>> start Document section

The choice between "Array of Structs" (AoS) and "Struct of Arrays" (SoA) is a classic cache-friendliness tradeoff.

import numpy as np
import time


# Array of Structs (AoS) - bad for vectorized access
# struct Point { float x, y, z; }
# points = [Point(x0,y0,z0), Point(x1,y1,z1), ...]
# Layout in memory: x0 y0 z0 x1 y1 z1 x2 y2 z2 ...
# To access all x values: stride = 3 floats = 12 bytes
# Accessing x0, x1, x2, x3 loads 4 separate cache regions

N = 1_000_000
aos_x = np.zeros(N * 3, dtype=np.float32)[0::3]  # every 3rd element
aos_y = np.zeros(N * 3, dtype=np.float32)[1::3]
aos_z = np.zeros(N * 3, dtype=np.float32)[2::3]

# Struct of Arrays (SoA) - good for vectorized access
# x = [x0, x1, x2, ...]  <- contiguous
# y = [y0, y1, y2, ...]  <- contiguous
# z = [z0, z1, z2, ...]  <- contiguous
# Accessing all x values: stride = 1 float = 4 bytes
# Sequential, all in the same cache region

soa_x = np.random.rand(N).astype(np.float32)

>> end Document section

Tasks to perform:
(A) In the passage on array-of-structs versus struct-of-arrays layout, rewrite the part between "The choice between" and "x2 y2 z2 ...", inclusive, changing "classic" to "well-known".
(B) From the dataset rows, copy word for word the lines between the lines holding "query (the phrase naming what to segment): knuckle" and "Return the outline of every instance of the knuckle", inclusive.

>> start Records

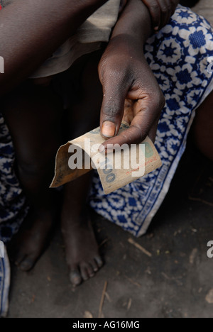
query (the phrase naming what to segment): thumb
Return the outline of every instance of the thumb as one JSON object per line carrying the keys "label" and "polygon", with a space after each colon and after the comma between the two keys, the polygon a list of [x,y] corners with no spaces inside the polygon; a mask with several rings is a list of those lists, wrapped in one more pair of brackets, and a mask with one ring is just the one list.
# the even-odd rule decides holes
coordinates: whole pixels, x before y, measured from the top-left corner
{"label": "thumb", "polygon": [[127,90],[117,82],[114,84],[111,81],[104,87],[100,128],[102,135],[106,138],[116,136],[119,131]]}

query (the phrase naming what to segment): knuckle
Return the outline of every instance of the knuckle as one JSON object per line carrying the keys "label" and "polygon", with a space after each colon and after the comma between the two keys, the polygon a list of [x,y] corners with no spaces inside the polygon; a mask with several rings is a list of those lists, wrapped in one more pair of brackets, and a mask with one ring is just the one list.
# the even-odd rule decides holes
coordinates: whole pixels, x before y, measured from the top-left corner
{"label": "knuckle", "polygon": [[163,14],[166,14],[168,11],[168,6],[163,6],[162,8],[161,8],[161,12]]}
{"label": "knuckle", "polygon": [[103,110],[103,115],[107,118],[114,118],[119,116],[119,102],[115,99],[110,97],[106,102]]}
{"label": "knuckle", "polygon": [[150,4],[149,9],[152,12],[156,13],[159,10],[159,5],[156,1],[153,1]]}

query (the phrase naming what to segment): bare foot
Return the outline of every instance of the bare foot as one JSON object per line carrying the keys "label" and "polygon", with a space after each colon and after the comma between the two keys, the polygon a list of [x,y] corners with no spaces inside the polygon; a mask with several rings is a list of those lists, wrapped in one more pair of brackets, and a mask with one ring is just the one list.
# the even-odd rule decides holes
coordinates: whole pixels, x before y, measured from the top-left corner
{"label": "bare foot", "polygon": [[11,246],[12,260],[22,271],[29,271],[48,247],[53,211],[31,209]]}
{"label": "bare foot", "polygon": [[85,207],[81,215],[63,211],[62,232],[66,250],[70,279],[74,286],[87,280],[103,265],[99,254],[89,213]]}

>> end Records

Answers for the exercise:
(A)
The choice between "Array of Structs" (AoS) and "Struct of Arrays" (SoA) is a well-known cache-friendliness tradeoff.

import numpy as np
import time


# Array of Structs (AoS) - bad for vectorized access
# struct Point { float x, y, z; }
# points = [Point(x0,y0,z0), Point(x1,y1,z1), ...]
# Layout in memory: x0 y0 z0 x1 y1 z1 x2 y2 z2 ...

(B)
query (the phrase naming what to segment): knuckle
Return the outline of every instance of the knuckle as one JSON object per line carrying the keys "label" and "polygon", with a space after each colon and after the comma between the two keys, the polygon a list of [x,y] corners with no spaces inside the polygon; a mask with several rings is a list of those lists, wrapped in one more pair of brackets, and a mask with one ring is just the one list.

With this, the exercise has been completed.